### WHAT TO DO
Copy the data below exactly, but not the pictures it contains.
======== INFORMATION SUPPLIED ========
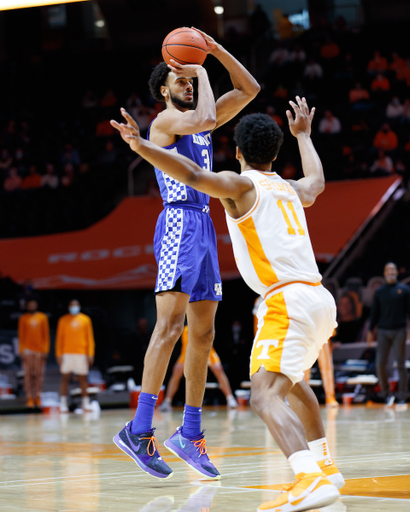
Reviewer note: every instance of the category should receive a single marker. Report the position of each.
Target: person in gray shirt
(390, 310)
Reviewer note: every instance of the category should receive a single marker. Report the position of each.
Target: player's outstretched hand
(129, 132)
(303, 118)
(184, 70)
(211, 44)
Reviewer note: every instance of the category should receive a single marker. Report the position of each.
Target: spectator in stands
(280, 56)
(50, 179)
(380, 84)
(330, 50)
(383, 165)
(70, 156)
(109, 155)
(397, 63)
(34, 346)
(386, 139)
(6, 159)
(68, 177)
(378, 64)
(297, 55)
(406, 111)
(20, 159)
(403, 73)
(358, 93)
(33, 180)
(394, 109)
(313, 71)
(347, 318)
(390, 313)
(74, 349)
(13, 181)
(329, 124)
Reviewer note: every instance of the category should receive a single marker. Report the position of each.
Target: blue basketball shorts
(185, 250)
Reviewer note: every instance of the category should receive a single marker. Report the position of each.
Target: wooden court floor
(70, 464)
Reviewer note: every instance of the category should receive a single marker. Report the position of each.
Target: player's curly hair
(157, 80)
(259, 138)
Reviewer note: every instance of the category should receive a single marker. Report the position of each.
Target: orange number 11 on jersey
(291, 229)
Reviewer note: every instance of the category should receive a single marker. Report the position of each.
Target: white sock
(304, 462)
(319, 449)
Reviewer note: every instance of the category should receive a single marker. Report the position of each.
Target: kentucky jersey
(271, 242)
(196, 147)
(185, 239)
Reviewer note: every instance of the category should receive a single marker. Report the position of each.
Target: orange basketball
(184, 45)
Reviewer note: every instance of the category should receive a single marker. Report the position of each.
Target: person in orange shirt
(214, 364)
(74, 349)
(34, 342)
(386, 139)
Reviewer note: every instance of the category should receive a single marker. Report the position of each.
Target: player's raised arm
(245, 86)
(224, 185)
(313, 183)
(179, 88)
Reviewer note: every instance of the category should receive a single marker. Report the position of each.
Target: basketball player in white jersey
(274, 255)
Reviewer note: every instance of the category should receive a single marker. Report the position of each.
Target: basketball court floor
(69, 463)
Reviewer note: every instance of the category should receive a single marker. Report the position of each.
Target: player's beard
(181, 103)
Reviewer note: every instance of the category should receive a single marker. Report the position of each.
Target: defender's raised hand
(211, 44)
(129, 132)
(303, 118)
(184, 70)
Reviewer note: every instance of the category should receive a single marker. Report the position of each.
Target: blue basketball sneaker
(193, 452)
(143, 449)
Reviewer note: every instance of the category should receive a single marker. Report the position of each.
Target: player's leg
(65, 379)
(28, 380)
(137, 438)
(304, 403)
(224, 385)
(39, 377)
(384, 341)
(399, 352)
(327, 373)
(278, 358)
(188, 443)
(173, 385)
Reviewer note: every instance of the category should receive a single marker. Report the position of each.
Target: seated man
(214, 364)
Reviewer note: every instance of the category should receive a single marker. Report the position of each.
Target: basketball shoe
(309, 491)
(329, 468)
(193, 452)
(142, 448)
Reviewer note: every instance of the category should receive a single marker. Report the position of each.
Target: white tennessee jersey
(271, 242)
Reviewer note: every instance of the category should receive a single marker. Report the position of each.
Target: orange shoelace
(201, 446)
(153, 443)
(289, 487)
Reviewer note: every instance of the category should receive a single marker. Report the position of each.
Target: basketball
(184, 45)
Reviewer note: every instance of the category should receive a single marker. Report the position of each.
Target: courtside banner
(117, 252)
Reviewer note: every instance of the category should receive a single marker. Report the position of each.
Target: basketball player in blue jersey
(188, 282)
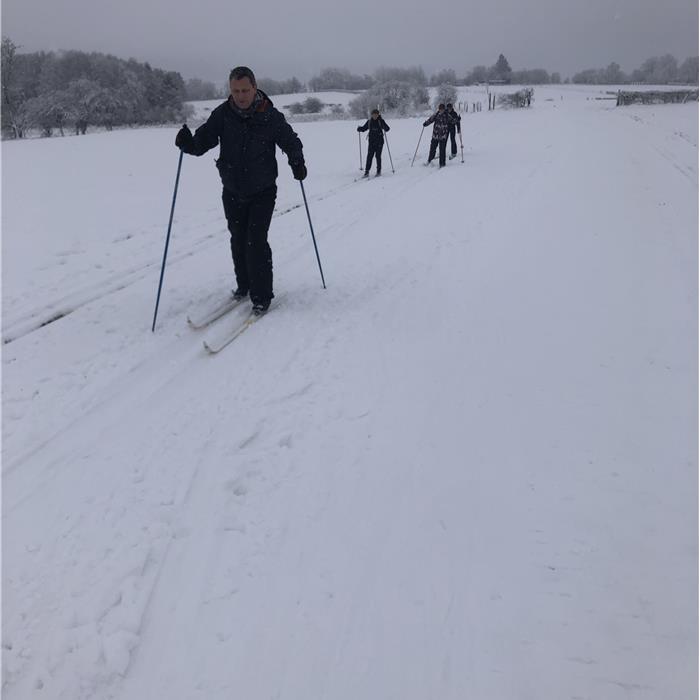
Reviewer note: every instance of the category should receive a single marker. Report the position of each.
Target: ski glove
(184, 138)
(298, 170)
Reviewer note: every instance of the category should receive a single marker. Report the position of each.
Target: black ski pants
(248, 221)
(453, 140)
(443, 150)
(374, 149)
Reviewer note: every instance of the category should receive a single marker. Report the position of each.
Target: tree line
(659, 70)
(74, 90)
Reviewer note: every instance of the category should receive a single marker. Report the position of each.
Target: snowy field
(467, 96)
(467, 469)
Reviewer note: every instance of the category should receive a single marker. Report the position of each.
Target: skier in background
(377, 126)
(441, 126)
(455, 126)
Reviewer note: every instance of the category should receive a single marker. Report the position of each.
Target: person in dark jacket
(455, 125)
(247, 128)
(377, 126)
(441, 126)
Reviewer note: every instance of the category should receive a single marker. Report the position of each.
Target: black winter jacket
(247, 163)
(376, 127)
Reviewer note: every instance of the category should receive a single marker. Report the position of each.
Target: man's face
(243, 92)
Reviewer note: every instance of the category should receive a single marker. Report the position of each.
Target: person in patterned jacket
(377, 126)
(441, 122)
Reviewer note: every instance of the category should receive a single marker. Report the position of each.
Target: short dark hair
(241, 72)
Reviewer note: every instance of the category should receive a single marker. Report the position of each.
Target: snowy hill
(467, 469)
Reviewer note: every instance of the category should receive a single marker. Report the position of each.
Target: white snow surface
(466, 469)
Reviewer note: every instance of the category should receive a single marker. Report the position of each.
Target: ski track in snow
(464, 470)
========
### SOLUTION TO THE EXERCISE
Reviewer note: every instance of the category should receive a single marker. Report the position of each.
Target: person in gray shirt
(390, 310)
Reviewer note: every instance of the category should receive a single marker. Report the position of each.
Target: player's outstretched hand
(129, 132)
(303, 118)
(184, 70)
(211, 44)
Reviewer note: every instance of the category should receive a single marker. Report the position of each.
Target: spectator in stands
(280, 56)
(50, 179)
(380, 84)
(330, 50)
(383, 165)
(70, 156)
(109, 155)
(397, 63)
(34, 346)
(386, 139)
(6, 159)
(68, 177)
(378, 64)
(297, 55)
(406, 111)
(20, 159)
(403, 73)
(358, 93)
(33, 180)
(394, 109)
(313, 71)
(347, 318)
(390, 313)
(74, 349)
(13, 181)
(329, 124)
Reviewer note: every instance of the category should receive a single marker. Report the position of each.
Target: blue basketball shorts
(185, 250)
Reviewer note: every instance of the category should receive a single marker. Report the position of each.
Target: wooden court floor
(70, 464)
Reviewer note: every instance of the category should receive a single marker. Report the position of each.
Target: player's curly hair
(157, 80)
(259, 138)
Reviewer note: every instance of the category should receive a single marker. Report the position of each.
Target: orange number 11 on jersey
(291, 229)
Reviewer note: every instance of the category should receive a single marker. Report the position of each.
Target: white sock
(304, 462)
(319, 449)
Reviewer note: every instance of the category should receive a single marker. Report the position of each.
Target: kentucky jersey
(271, 242)
(196, 147)
(185, 239)
Reviewer note: every instance of the category should receive a single marker. Report the position of each.
Target: orange basketball
(184, 45)
Reviewer note: every instance of the category should receive a single marker. Report the position of each.
Target: person in orange shirt
(214, 364)
(74, 349)
(34, 342)
(386, 139)
Reviewer note: every instance of the category should receive a single marker. Report the position of each.
Target: player's raised arm
(245, 86)
(224, 185)
(313, 183)
(179, 88)
Reviewer note: every instance of the category should receive a single marker. Report the position of each.
Target: basketball player in white jersey
(274, 255)
Reviewer note: every instance of the category should receive a single marker. Report the position of each.
Target: basketball court floor
(69, 463)
Reviewer note: every instance of the category should receive a single marker. Report the position of each.
Target: player's beard
(181, 103)
Reviewer note: every instance of the category should receive a single marker. Report the position of each.
Target: defender's raised hand
(211, 44)
(129, 132)
(303, 118)
(184, 70)
Reviewer note: every instance of the category should receive a single marker. Report the position of each.
Target: blue basketball sneaker
(193, 452)
(143, 449)
Reviewer note: every instance of the category should receive a single marker. Report the position of each.
Target: player's leg
(65, 379)
(28, 380)
(137, 438)
(304, 403)
(224, 385)
(39, 377)
(384, 341)
(399, 352)
(327, 373)
(278, 358)
(188, 443)
(173, 385)
Reviewer note: every instance of the category should receive a single marker. Report the position of each.
Target: seated man
(214, 364)
Reviewer note: every instance of the category should receive a single marker. Report the position of each.
Target: basketball shoe
(309, 491)
(329, 468)
(193, 452)
(142, 448)
Reviewer note: every instance of the category should receive a single marker. Report the position of each.
Target: white tennessee jersey
(271, 242)
Reviewer note: every instance of the category should receive a single marker. Report the position of each.
Target: orange shoelace
(201, 446)
(153, 443)
(289, 487)
Reviewer note: every instance of the category should receive a single marker. Report the position of each.
Target: basketball
(184, 45)
Reviewer note: every instance of the category should receive a single marker. Report the position of each.
Target: courtside banner
(117, 252)
Reviewer note: every instance of the category should receive a single marker. Report the position of each.
Target: basketball player in blue jersey
(188, 282)
Reviewer note: every instance of the category should receive a single marker. Report the position of each.
Target: ski glove
(184, 138)
(298, 170)
Reviewer note: every instance of the category should receive a single marker. Report the position of each.
Target: black ski pants
(248, 221)
(453, 140)
(443, 150)
(374, 149)
Reviewer note: every instance of the category should receive a single marker. Report the position of each.
Target: tree line
(659, 70)
(74, 90)
Reviewer note: every instance of the category should receive a single marker. Report the position of each.
Target: snowy field
(467, 96)
(467, 469)
Reviewer note: every instance of the category should receive a single marker. Report the position of each.
Target: skier in background
(377, 126)
(441, 126)
(455, 126)
Reviewer note: every instance of the category should receive a single marker. Report the position of each.
Target: person in dark jacket
(455, 125)
(247, 128)
(377, 126)
(441, 126)
Reviewer note: every instance of the category should receive a single marker. Report the position of each.
Target: black winter jacket
(247, 163)
(376, 127)
Reviewer note: every instance of the category should receive a single marker. Report the position of each.
Target: man's face
(243, 92)
Reviewer note: every instance of the category should receive a single marker. Report the position of each.
Target: person in patterned jacket
(377, 126)
(441, 122)
Reviewer note: every instance of the category should receive a single marker. Report the position of each.
Target: short dark hair
(241, 72)
Reviewer note: every instance of the category should receive a single marker. Report the position of each.
Target: snowy hill
(467, 469)
Reviewer note: every instance of the category should receive a single marker. Report the position of each.
Target: white snow surface
(466, 469)
Reviewer note: every instance of the category should receive a single marker. Report the position of each.
Target: ski track in snow
(464, 470)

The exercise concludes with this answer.